──────── Record extracts

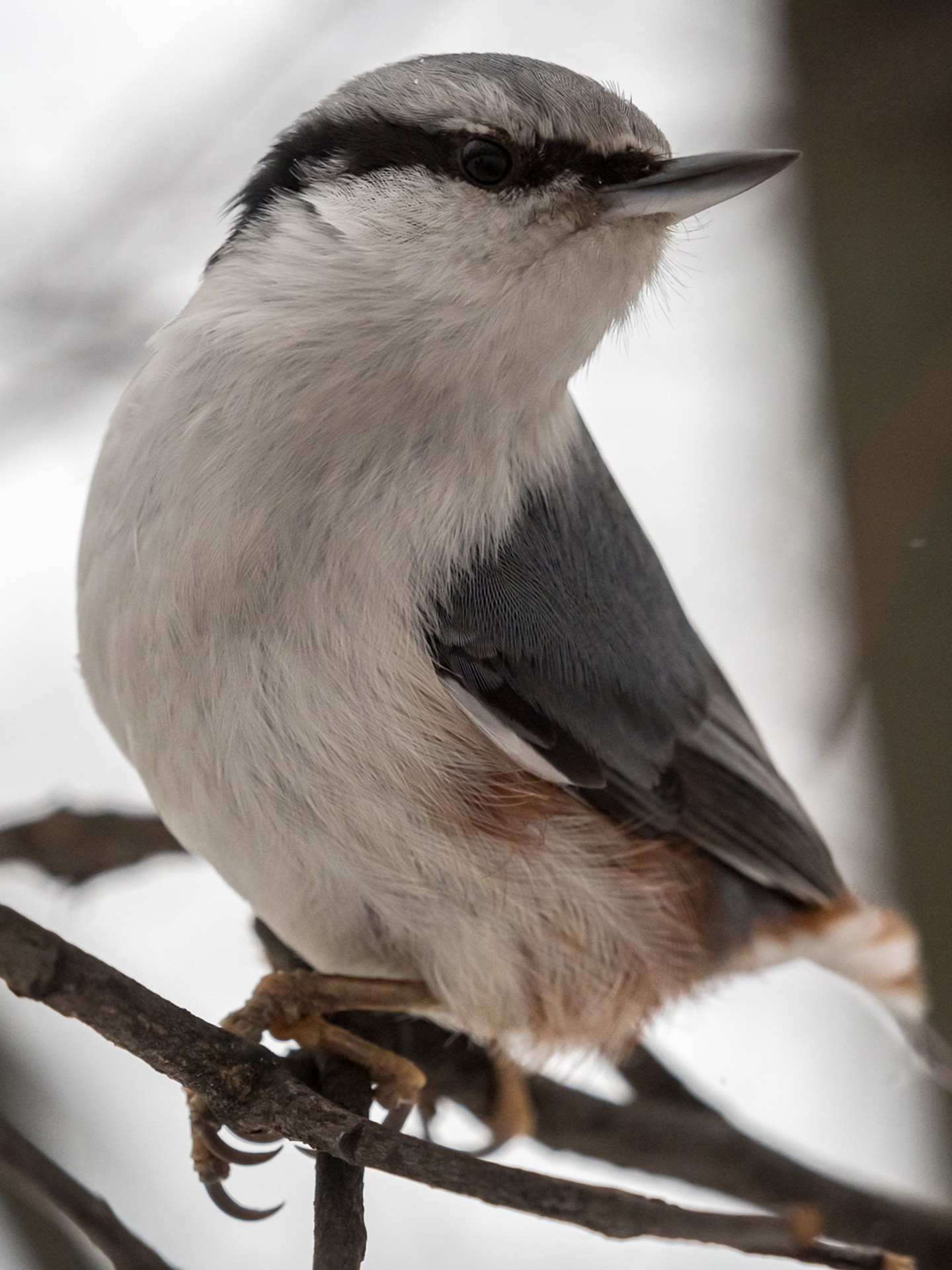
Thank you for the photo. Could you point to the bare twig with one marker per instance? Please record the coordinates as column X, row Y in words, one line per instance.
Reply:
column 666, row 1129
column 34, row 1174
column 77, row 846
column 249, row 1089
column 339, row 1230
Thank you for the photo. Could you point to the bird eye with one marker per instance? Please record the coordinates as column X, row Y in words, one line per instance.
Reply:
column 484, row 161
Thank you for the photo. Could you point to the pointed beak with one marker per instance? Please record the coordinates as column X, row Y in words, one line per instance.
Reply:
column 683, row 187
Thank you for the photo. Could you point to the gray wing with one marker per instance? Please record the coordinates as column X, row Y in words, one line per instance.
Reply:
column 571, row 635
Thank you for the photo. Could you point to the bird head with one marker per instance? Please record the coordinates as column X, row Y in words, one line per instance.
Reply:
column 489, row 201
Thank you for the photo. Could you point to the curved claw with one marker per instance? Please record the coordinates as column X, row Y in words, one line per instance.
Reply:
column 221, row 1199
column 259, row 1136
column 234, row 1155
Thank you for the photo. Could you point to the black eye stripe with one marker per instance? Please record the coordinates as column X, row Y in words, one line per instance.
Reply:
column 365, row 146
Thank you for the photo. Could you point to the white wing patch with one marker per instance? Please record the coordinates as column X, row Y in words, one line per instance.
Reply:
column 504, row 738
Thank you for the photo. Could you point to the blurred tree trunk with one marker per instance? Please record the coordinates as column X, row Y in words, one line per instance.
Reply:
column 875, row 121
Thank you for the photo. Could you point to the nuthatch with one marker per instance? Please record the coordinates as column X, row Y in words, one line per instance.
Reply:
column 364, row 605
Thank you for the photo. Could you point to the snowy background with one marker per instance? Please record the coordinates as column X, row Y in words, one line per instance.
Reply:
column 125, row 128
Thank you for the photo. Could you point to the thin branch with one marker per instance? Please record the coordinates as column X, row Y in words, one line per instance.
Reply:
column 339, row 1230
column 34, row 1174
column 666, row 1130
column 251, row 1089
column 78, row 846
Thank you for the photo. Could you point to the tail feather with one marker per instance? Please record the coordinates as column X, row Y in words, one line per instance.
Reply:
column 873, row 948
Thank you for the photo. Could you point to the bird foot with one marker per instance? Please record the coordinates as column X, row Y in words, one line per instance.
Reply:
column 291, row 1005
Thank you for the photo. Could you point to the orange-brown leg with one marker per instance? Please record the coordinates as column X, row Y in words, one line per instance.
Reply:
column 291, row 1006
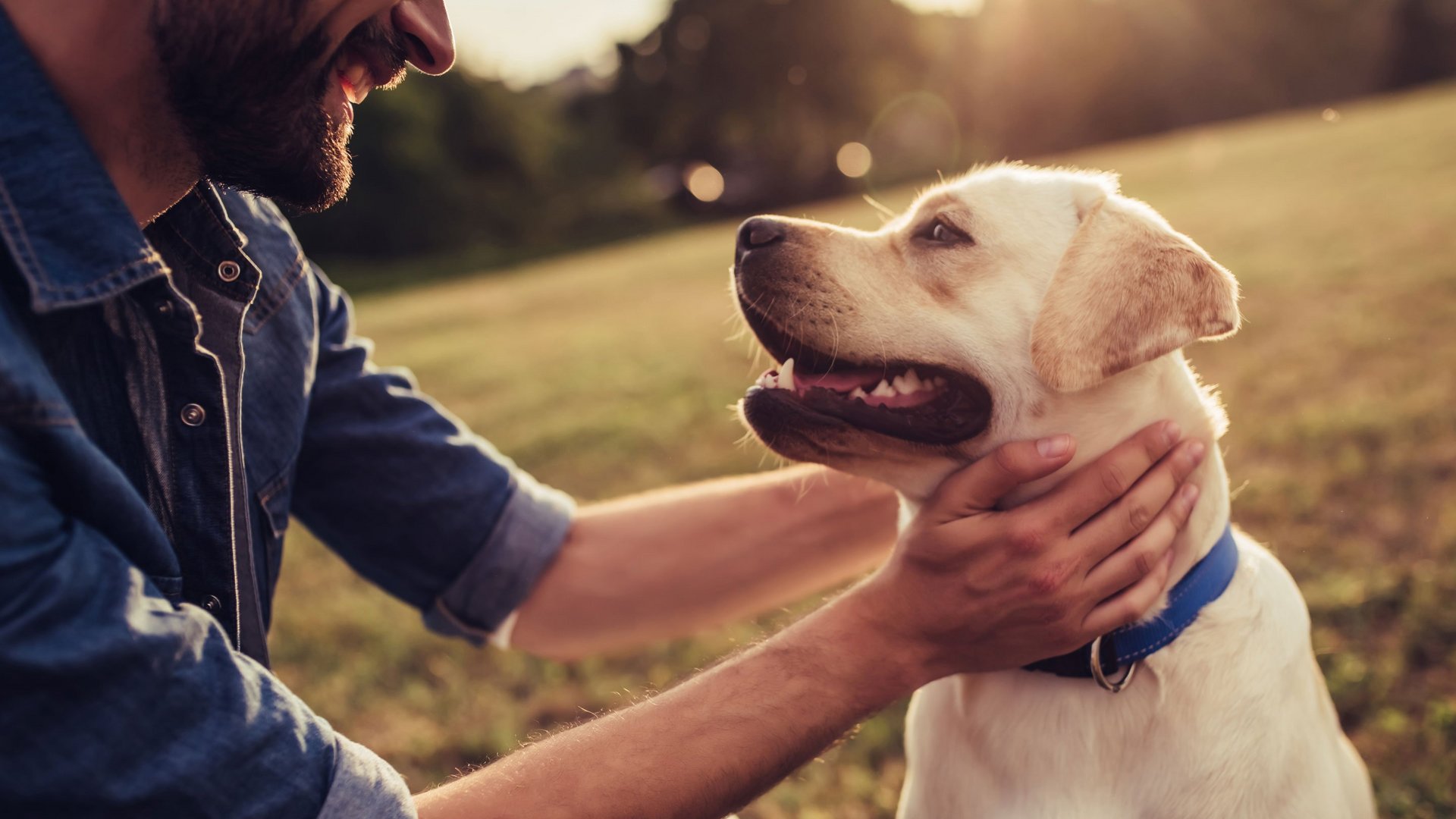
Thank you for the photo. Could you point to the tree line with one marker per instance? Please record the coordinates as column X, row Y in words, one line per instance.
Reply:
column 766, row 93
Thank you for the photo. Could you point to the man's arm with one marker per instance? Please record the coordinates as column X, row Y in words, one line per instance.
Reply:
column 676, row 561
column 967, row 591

────────────────

§ **Required task**: Turn the lines from the one containing "Thank you for the photo. Could you point to the man's" through the end of the rows, both included, into a JSON list of strings with one string per line, skipping any blank lines.

§ **Complete output**:
[
  "Thank you for the photo. Could you point to the man's arm with one marker per instance? Please record the coordinates as column X, row Y in words, one line per instance.",
  "Reply:",
  "column 676, row 561",
  "column 967, row 591"
]